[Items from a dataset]

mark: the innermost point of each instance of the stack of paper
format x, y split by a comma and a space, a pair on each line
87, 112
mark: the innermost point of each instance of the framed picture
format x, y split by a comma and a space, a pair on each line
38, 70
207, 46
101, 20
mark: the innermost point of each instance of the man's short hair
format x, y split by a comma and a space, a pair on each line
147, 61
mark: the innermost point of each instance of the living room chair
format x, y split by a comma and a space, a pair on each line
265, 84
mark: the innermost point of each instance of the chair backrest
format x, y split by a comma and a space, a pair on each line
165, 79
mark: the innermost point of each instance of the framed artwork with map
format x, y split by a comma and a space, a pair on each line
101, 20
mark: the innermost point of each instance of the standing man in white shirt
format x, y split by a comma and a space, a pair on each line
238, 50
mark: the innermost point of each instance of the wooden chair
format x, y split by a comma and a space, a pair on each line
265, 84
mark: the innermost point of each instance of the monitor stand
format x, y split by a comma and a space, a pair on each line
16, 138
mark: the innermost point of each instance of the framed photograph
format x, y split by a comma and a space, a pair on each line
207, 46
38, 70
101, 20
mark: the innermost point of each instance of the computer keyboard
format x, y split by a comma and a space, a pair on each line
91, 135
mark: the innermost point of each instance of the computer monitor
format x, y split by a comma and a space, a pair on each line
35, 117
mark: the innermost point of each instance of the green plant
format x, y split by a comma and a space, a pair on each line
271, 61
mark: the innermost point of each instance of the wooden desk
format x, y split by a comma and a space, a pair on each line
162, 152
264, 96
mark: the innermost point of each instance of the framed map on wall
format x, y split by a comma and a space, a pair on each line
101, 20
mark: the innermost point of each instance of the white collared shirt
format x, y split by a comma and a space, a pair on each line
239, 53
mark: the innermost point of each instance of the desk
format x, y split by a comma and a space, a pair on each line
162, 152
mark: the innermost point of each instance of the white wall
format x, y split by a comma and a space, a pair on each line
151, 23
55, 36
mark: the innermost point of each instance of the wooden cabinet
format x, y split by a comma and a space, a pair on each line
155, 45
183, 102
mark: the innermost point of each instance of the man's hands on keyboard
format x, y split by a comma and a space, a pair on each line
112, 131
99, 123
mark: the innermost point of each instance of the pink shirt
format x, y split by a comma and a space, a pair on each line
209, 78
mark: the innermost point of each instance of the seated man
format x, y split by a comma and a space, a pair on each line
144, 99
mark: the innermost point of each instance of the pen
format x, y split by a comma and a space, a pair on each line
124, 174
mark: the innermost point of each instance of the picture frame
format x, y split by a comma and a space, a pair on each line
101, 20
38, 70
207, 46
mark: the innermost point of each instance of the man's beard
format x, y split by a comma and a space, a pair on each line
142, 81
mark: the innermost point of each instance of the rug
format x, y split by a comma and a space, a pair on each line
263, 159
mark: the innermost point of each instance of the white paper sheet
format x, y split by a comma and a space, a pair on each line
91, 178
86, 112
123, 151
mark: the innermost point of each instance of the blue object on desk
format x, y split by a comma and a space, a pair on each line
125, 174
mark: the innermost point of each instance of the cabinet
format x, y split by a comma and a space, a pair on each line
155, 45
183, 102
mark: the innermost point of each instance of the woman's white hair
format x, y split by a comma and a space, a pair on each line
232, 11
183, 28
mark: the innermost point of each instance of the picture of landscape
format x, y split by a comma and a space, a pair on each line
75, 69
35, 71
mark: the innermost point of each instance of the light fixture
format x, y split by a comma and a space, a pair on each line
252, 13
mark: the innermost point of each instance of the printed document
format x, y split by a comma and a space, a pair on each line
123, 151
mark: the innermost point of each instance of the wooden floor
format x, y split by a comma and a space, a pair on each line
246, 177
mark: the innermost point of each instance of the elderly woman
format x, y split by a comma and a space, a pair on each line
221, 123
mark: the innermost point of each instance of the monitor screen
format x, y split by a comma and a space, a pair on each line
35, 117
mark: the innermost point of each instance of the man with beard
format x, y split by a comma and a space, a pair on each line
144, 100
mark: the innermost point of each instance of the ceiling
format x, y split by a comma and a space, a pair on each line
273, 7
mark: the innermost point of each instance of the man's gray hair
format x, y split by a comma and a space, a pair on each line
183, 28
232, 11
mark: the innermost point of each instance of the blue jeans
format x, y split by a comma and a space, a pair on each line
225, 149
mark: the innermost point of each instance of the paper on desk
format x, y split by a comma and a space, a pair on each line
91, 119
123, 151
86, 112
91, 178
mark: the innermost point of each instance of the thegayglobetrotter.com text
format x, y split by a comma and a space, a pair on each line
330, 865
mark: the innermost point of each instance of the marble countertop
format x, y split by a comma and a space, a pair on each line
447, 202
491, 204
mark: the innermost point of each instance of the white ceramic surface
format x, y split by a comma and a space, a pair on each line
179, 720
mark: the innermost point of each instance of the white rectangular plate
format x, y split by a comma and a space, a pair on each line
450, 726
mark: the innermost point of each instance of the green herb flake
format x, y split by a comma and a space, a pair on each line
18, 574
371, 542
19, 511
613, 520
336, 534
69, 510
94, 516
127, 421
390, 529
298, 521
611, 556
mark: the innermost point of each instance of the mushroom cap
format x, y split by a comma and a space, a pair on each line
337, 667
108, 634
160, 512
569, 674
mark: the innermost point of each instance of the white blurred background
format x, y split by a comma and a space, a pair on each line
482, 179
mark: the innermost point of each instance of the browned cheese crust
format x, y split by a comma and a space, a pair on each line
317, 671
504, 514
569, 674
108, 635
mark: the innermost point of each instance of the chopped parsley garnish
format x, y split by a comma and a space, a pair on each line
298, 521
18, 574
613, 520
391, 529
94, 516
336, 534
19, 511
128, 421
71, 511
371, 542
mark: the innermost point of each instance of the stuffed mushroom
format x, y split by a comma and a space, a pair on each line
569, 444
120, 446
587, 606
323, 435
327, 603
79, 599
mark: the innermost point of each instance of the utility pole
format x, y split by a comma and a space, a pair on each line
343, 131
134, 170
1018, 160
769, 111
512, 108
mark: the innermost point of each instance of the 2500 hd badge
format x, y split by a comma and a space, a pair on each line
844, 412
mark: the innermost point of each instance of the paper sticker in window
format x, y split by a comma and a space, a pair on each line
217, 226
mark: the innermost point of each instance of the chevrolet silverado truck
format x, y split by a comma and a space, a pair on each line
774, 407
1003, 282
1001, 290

- _AIM_
Reproduce only the lines from the line containing "mark: the innermost point of each instance of the white ceramic" to the last line of the material above, both of those lines included.

- _COMPLETE ANSWER_
mark: the innermost point of each instance of the white ceramic surface
format x, y split by a comma and a space, a pair on each line
179, 720
mark: the innermost point of each instance of the white rectangular plate
format x, y split by a comma and a space, a pair on each line
450, 726
mark: the innermost point of each instance of the green herb flake
format x, y split by a comma and a space, a pair on each line
18, 574
371, 542
19, 511
613, 520
336, 534
69, 510
94, 516
127, 421
390, 529
298, 521
611, 556
mark: the innermost point of each instance of the mushroom cap
format x, y split by a comma and a space, a pair on each line
337, 667
108, 634
160, 512
569, 674
mark: the innermost point of each instance of the white blurred background
format x, y split by a comma and a space, a pair on each line
482, 179
mark: the innermost point of each instance of the browned cheese crust
format x, y split by a comma and a space, a pair on each line
317, 671
504, 514
569, 674
108, 635
mark: the innermost point of each instance of the chopped parsley garnish
format x, y split by a comma and a space, a pair on each line
298, 521
18, 574
613, 520
391, 529
94, 516
336, 534
19, 511
128, 421
71, 511
371, 542
mark: the innermost point of each instance of the stuffed mushroom
format x, y split by a comma and a space, a pair on each line
569, 444
120, 446
587, 606
323, 435
327, 603
79, 599
mark: the innermost point of each instance of the utility pole
format x, y split by a comma and a space, a pair on each line
343, 131
134, 170
1018, 160
769, 111
512, 108
mark: the innermost point of each instance of the 2500 hd badge
format x, y split by a comma and a space, a pair on each line
844, 412
mark: the innermost point of each instance of the paper sticker in window
format x, y split by a comma and a space, a pair on each line
217, 226
mark: the innermost point of each instance of the chevrolet silverado truck
format x, y split by a comma and a space, a pair on each line
774, 407
1003, 282
1001, 290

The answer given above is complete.